── DATA EXTRACT

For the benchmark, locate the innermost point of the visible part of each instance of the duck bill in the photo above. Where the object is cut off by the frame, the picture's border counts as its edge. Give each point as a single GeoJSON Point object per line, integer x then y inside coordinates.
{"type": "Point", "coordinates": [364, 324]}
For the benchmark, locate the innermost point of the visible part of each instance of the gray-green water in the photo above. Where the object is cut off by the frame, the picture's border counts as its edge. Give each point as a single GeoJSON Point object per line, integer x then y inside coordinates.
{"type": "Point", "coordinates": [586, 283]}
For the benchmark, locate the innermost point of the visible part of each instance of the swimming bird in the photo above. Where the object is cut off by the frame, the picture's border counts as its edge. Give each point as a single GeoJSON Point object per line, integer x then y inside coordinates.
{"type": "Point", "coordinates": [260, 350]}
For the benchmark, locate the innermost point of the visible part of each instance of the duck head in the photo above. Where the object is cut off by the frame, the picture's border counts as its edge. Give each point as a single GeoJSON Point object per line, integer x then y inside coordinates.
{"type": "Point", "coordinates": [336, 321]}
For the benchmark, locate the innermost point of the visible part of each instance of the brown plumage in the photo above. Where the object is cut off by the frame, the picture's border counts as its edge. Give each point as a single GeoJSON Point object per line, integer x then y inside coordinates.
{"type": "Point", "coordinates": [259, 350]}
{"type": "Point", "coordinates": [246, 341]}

────

YOUR GOAL – Reproduce every line of the records, requests included, multiplying each point coordinate in the answers by 2.1 and rounding to the nearest whole number, with halves rounded up.

RESULT OF THE TASK –
For the benchmark, locate the innermost point of the visible part of each instance of the duck bill in the photo above. Where the object is cut off by the frame, the picture's border counts as its edge. Give each point as a single GeoJSON Point object per line, integer x then y inside coordinates.
{"type": "Point", "coordinates": [764, 680]}
For the benchmark, locate the innermost point of the visible part of each instance of the gray-green water in the photo above. Where the object is cut off by the frame, the picture's border counts as its edge. Give each point as a single GeoJSON Point object per line, integer x then y inside coordinates.
{"type": "Point", "coordinates": [1231, 594]}
For the benchmark, locate the innermost point of the visible part of each instance of the swimming bird in the photo above. Where the object is cut off by the frame, the picture's border counts as its edge. Give each point as a single GeoJSON Point object per line, integer x then y inside coordinates.
{"type": "Point", "coordinates": [546, 735]}
For the benchmark, locate the innermost point of the visible part of each instance of the duck head in the photo above. Where the object is cut off by the frame, the picture's border counts as its edge. Give each point as a single GeoJSON Point object per line, integer x then y inside coordinates.
{"type": "Point", "coordinates": [706, 674]}
For the benchmark, locate the innermost point of the visible part of each instance of the brown plumage in the photo above. Where the object is cut off by the frame, the picture's border counts as its edge. Give each point as a single GeoJSON Point object per line, integer x then y inside coordinates.
{"type": "Point", "coordinates": [544, 735]}
{"type": "Point", "coordinates": [517, 716]}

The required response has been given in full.